[Exercise goal] Return each line of the records below that contains the string "bridge".

(Dataset records on where objects are located)
******************************
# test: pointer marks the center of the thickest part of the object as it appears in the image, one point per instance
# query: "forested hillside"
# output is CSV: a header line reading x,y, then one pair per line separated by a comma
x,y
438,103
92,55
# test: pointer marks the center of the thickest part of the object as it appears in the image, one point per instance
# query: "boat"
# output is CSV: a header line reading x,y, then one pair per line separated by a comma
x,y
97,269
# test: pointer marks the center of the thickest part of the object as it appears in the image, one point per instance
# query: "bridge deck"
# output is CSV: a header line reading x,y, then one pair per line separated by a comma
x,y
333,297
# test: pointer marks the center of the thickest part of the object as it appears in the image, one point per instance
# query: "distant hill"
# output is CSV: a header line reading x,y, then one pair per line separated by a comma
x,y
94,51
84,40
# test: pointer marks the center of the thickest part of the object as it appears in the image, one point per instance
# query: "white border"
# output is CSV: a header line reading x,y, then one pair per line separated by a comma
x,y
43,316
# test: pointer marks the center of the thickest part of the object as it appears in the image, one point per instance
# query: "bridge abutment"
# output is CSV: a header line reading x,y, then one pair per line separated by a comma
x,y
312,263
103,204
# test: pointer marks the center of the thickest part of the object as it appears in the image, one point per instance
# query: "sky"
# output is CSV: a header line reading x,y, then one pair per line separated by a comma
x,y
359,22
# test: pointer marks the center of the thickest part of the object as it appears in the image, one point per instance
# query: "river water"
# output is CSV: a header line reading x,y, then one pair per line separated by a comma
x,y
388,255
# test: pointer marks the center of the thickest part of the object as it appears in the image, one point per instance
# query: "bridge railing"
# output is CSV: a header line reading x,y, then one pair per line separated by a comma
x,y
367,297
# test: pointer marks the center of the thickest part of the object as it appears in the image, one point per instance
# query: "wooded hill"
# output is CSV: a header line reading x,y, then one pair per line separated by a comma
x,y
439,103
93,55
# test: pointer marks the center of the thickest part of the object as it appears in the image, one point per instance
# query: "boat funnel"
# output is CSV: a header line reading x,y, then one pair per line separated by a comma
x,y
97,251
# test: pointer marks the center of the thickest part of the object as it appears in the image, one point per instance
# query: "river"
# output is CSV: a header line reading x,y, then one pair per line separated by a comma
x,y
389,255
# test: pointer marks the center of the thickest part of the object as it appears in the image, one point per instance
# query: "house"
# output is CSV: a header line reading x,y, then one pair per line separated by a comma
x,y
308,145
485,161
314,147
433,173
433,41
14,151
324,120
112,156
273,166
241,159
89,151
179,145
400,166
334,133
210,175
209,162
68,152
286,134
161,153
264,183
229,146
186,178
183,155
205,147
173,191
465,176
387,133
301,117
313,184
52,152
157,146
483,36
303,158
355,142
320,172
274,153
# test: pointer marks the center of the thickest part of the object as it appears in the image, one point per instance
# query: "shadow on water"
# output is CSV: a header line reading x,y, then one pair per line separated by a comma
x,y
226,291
******************************
[Solution]
# query: "bridge deck"
# query: "bridge abutment"
# query: "bridge railing"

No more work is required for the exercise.